The following entries should be restated word for word, pictures excluded.

BEGIN

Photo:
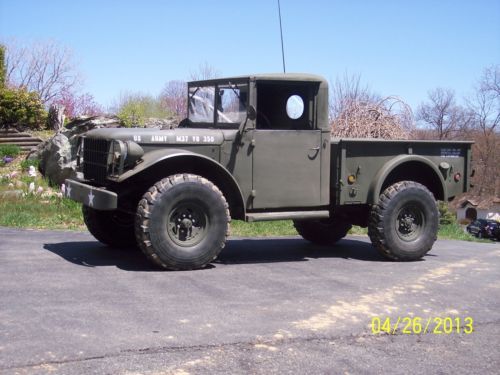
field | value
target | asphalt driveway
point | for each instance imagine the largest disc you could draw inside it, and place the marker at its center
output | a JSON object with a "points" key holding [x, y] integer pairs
{"points": [[71, 305]]}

END

Written answer:
Photo:
field | value
target | asphalt driveway
point | for each instance imagine the largest disc you could draw inside it, and place the marker at its center
output | a JSON object with a "points" key holding [x, y] integer pairs
{"points": [[71, 305]]}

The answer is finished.